We will approach this subject from a portion of one of the most beloved of all the 150 Psalms, Psalm 139:13-18. This beautiful and familiar Psalm, authored by king David, is composed of a prayer of gratitude for God’s comprehensive watch-care over those He has personally and purposefully created. It is here, in these ancient and inspired words, that we will find our text for confronting what the late Dr. R. C. Sproul called “the greatest evil of our time,” abortion.
With hearts that are broken over this perpetual holocaust, and with Gospel-mercy extended to those who have participated in it, we will discover how God’s Holy Word affirms the inestimable value that our Creator has placed upon human life. I appreciate the words of Baptist theologian Dr. Russell Moore, who explains why an emphasis like this is both appropriate and important for the Church:
“But the reason why we need Sundays like this is because human dignity is a spiritual issue. It’s a spiritual issue because the gospel grounds human dignity in Jesus Christ himself. In Christ, God has forever joined deity with flesh. Jesus did not merely become human once; he is human to this day, and God’s purposes in Christ center on the humanity that bears the Creator’s divine image. To deny human dignity, then, is to deny Christ himself.”
I look forward to this Lord’s Day, and I hope you will take some time to study Psalm 139:13-18 as we prepare for worship.

**Goal a**
Find each line in the records that contains the word "jacket", and copy those lines.

[Pointing dataset excerpts]
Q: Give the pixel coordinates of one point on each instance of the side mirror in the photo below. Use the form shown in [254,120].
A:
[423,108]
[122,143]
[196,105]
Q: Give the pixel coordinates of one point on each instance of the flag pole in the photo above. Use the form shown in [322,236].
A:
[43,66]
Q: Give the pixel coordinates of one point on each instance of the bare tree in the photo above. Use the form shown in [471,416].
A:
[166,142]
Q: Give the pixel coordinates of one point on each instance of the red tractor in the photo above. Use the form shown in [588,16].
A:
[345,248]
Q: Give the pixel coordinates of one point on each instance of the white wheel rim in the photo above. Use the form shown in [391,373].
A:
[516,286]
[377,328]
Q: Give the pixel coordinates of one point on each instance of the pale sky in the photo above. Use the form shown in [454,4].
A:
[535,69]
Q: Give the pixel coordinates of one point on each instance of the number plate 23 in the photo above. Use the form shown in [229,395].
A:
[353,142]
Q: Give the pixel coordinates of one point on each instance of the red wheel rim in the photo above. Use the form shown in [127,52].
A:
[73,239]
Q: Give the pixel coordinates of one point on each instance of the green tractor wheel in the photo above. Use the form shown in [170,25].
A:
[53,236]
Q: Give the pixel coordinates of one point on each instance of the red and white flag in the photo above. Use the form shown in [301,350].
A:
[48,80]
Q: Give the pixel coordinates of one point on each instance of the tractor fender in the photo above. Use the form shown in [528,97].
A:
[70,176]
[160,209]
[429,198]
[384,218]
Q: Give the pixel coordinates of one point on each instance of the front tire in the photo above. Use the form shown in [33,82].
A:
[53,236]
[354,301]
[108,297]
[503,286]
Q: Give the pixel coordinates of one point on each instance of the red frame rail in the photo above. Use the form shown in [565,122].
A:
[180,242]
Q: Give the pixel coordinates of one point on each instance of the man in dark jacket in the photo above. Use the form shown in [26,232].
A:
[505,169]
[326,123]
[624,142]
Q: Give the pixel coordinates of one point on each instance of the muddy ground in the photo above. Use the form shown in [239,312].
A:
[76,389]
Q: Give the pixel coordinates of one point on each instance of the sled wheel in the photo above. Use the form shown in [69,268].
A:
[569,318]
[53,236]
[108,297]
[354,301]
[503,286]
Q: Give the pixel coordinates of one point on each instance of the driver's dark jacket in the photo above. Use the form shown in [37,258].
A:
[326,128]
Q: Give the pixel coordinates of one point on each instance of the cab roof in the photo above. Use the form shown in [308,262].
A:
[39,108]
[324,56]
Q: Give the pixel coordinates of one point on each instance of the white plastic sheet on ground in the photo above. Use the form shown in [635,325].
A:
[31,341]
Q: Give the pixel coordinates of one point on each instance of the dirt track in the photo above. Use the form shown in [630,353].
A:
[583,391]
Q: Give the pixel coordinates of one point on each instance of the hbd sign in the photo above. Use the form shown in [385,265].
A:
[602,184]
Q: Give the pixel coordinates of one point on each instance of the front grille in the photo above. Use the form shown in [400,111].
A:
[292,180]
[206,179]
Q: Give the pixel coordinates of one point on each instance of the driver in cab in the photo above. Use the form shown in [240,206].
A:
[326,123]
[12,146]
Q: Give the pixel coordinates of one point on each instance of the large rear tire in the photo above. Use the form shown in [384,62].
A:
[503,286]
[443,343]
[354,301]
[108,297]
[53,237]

**Goal b**
List every person the Psalm 139 passage credits with writing or saying certain words, using the names as the passage gives them.

**Full answer a**
Q: Give the pixel coordinates of one point on each instance of the man in dark jacket in the photo above. Use the form shown in [26,232].
Q: Give the pixel coordinates of one point on each instance of the driver's dark jacket in the photo above. Use the form shown in [37,258].

**Full answer b**
king David
Dr. R. C. Sproul
Dr. Russell Moore